◆ **Alıntı**

◆ ◆ ◆ ◆ ◆ ◆ ◆

Come With Me

Herhangi bir camide herhangi bir vakit namazı. Telefonu çalan ihtiyar bir amca, yarım karış sakalı, şalvarı, yeleği, takkesiyle tam bir prototip ihtiyar amca. Telefonunun açma kapamasından başka bir özelliğini bilmiyor muhtemelen, ses kapatma da dâhil buna. Telefonda çalan müzik manidar: “Come with me”. İhtiyarın telefonunda nisa taifesinden bir ecnebi; lisanı ecnebi ile : “benimle gel” diyor amcaya. Amca da telefonu eline aldığı gibi camiden dışarıya atıyor kendisini. Camideyim, şimdi gelemem diyor muhtemelen.

Herhangi bir camide herhangi bir vakit namazı. Cemaat namazın farzını kılmış, sünnete durmak üzere. Caminin bir köşesinden bir melodi yükseliyor. Dikkatler dağılıyor, başlar o yöne çevriliyor. Normal şartlar altında telefonu çalan adamın telefonu hızla kapatması lazım. Kapatmıyor, açıp konuşmaya başlıyor. Camideymiş, namaz kılıyormuş, o işi şöyle yapmış, bu işi de böyle yapacakmış. Esasında şunları da anlatabilir. Eskiden olsa camide telefonla konuşmak saygısızlık sayılabilirdi. Fakat öyle evrim geçirdi ki Müslümanlık, maymunun evrimleşip insana dönüşmesi daha fazla inanılır kalıyor bu evrimin yanında. Müslümanlık evrimleşti, saygının olmadığı bir din halin geldi. Camilerimizde müzik sesleri ile namaz kılar olduk artık. Bir yandan düm teke düm tek, bir yandan Allahuekber.
Herhangi bir camide herhangi bir vakit namazı. İmam tekbirini almış farza durmuş, cemaat takip ediyor birer ikişer. Aynı anda bir tane cep telefonu melodisi tüm yoğunluğu dağıtıyor. Hani birkaç rekât namaz kılınmış olsa bir bahanesi olacak adamın, namazı bozamadım diyecek. Daha ilk rekât, daha tekbir almayanlar var camide. Fakat gelin görün ki melodi susmak bilmiyor. Susmuyor. Acil bir işin vardı da neden camiye geldin behey adam. Camiye geldin bari neden cep telefonunu içeriye soktun. Neden sesini kapatmadın diye kan beynimize hücum ederken arkalardan başka bir müzik allak bullak ediyor düşüncelerimizi. Allah müstehakınızı versin diyoruz, başka bir şey diyemiyoruz.

◆ ◆ ◆ ◆ ◆ ◆ ◆

◆ **Görev A**
Alıntıda "Herhangi bir camide herhangi bir vakit namazı. İmam" ile "bir şey diyemiyoruz." arasındaki bölümü, iki uç da dahil, olduğu gibi yeniden yazın.
◆ **Görev B**
Alıntıya göre şu soruları yanıtlayın:
(i) Yaşlı amcanın telefonunda çalan müziğin adı nedir?
(ii) Farzdan sonra telefonu çalan adam telefonu kapatmak yerine ne yapıyor?
(iii) İmamın farza durduğu namazda melodi kaçıncı rekâtta duyuluyor?

Bir koleksiyondan kayıtlar:
◆ ◆ ◆ ◆ ◆ ◆ ◆

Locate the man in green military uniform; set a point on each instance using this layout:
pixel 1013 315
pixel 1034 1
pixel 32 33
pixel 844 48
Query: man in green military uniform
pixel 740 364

◆ ◆ ◆ ◆ ◆ ◆ ◆

◆ **Yanıt A**
Herhangi bir camide herhangi bir vakit namazı. İmam tekbirini almış farza durmuş, cemaat takip ediyor birer ikişer. Aynı anda bir tane cep telefonu melodisi tüm yoğunluğu dağıtıyor. Hani birkaç rekât namaz kılınmış olsa bir bahanesi olacak adamın, namazı bozamadım diyecek. Daha ilk rekât, daha tekbir almayanlar var camide. Fakat gelin görün ki melodi susmak bilmiyor. Susmuyor. Acil bir işin vardı da neden camiye geldin behey adam. Camiye geldin bari neden cep telefonunu içeriye soktun. Neden sesini kapatmadın diye kan beynimize hücum ederken arkalardan başka bir müzik allak bullak ediyor düşüncelerimizi. Allah müstehakınızı versin diyoruz, başka bir şey diyemiyoruz.

◆ **Yanıt B**
(i) "Come with me".
(ii) Telefonu açıp konuşmaya başlıyor.
(iii) İlk rekâtta.